[Point labeling items]
## Start

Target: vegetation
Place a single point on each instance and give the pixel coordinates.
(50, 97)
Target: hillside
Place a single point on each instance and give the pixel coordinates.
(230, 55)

## End

Reproduce every item above verbatim, keeping each line in its original order.

Target: vegetation
Place a single point on each instance and give the pixel coordinates.
(50, 97)
Target: hillside
Place a single point on each instance and give the pixel coordinates.
(230, 55)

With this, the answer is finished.